**Stated problem**
Recast the paragraph beginning "GSCOPE: For Fortran-90 subprograms" in the compiler flag descriptions below as a short bulleted list that keeps its main facts.

**Passage**
═══

ASSN: Variable is assigned a value explicitly (detected by Expand) or implicitly (namelist I/O item, detected by Semant). Valid for only scalar variables (may be set for other types of variables, but does not apply). For local scalar variables, the REDUC flag is set if it is data initialized and its ASSN flag is not set; also, if the local variable and its constant value is entered into the DVL table.
QALN: Quad-align variable.
DOVAR: when set, the variable (ST_VAR) is a do loop index variable of a do loop currently being processed by semant (used only by semant).
E38: when set, the message symbol not explicitly declared (-dclchk) has been issued for symbol. Prevents repeating the message for the same symbol; overloaded with the flag EXPST.
INLN: if set, variable was created when its containing function was inlined; also, the variable’s CCSYM flag is set.
GSCOPE: For Fortran-90 subprograms that contain other subprograms, some symbols may not be used in the outer subprogram but used in the contained subprograms. When optimizing the outer subprogram, these symbols can not be optimized away, and must be stored in memory, so the internal subprograms can see them. This flag is set for outer-subprogram symbols that are used by the internal subprograms. This flag has a similar meaning in the C++ compiler.
UNSAFE: If set, the variable is a dummy argument which does not appear in all entries to the subprogram (set by the expander and used by the expander/optimizer). This flag could be extended to include other cases where it’s not safe to allow optimizations to occur for variables.
NOCONFLICT: References to this pointer-based object do not conflict with references to other pointer-based objects.
THREAD: If set, the variable is a member of a common block and the common block is THREADPRIVATE; see ST_CMBLK.

Flags2

SDSCS1: This is set in an F90 program for an array that is being used as a section descriptor with a non-stride-1 leading dimension; in this case, the leftmost subscript must be multiplied by the stride in the section descriptor.
LSCOPE: If set, the local variable is accessed only in the function’s local scope; any internal procedure does not access this variable.
PARAM: If set, this variable was declared as a PARAMETER, and its constant value is available as an CONST list via the PARAMVAL field.

═══

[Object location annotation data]
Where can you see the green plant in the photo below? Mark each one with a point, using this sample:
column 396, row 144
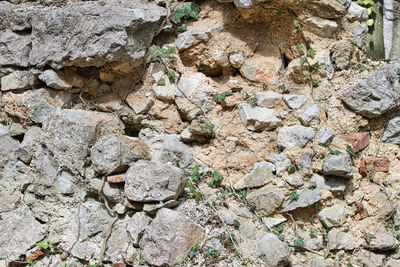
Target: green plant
column 187, row 11
column 216, row 179
column 294, row 196
column 299, row 242
column 350, row 151
column 193, row 251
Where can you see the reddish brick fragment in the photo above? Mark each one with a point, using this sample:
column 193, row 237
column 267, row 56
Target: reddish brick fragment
column 35, row 255
column 380, row 165
column 359, row 141
column 116, row 179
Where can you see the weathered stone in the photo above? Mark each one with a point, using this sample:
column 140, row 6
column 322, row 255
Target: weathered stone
column 34, row 105
column 329, row 183
column 295, row 180
column 356, row 12
column 18, row 80
column 321, row 27
column 257, row 118
column 338, row 165
column 382, row 241
column 69, row 133
column 62, row 80
column 342, row 54
column 329, row 9
column 334, row 216
column 267, row 199
column 260, row 175
column 359, row 141
column 19, row 231
column 196, row 35
column 273, row 251
column 153, row 181
column 268, row 99
column 264, row 66
column 106, row 152
column 392, row 132
column 137, row 225
column 292, row 136
column 295, row 101
column 380, row 165
column 168, row 238
column 375, row 95
column 305, row 198
column 117, row 31
column 340, row 240
column 310, row 116
column 14, row 48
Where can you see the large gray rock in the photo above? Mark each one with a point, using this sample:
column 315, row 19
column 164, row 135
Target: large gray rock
column 94, row 33
column 273, row 251
column 334, row 216
column 258, row 119
column 148, row 181
column 19, row 231
column 266, row 199
column 260, row 175
column 169, row 237
column 377, row 94
column 18, row 80
column 295, row 136
column 105, row 152
column 338, row 165
column 69, row 133
column 392, row 132
column 305, row 198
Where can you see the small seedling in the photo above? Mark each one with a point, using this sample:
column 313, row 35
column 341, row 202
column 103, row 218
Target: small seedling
column 299, row 242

═══

**Result**
- GSCOPE applies to Fortran-90 subprograms that contain other subprograms.
- Some symbols may be unused in the outer subprogram but used in the contained subprograms.
- When the outer subprogram is optimized, these symbols cannot be optimized away. They must be stored in memory so the internal subprograms can see them.
- The flag is set for outer-subprogram symbols that the internal subprograms use.
- It has a similar meaning in the C++ compiler.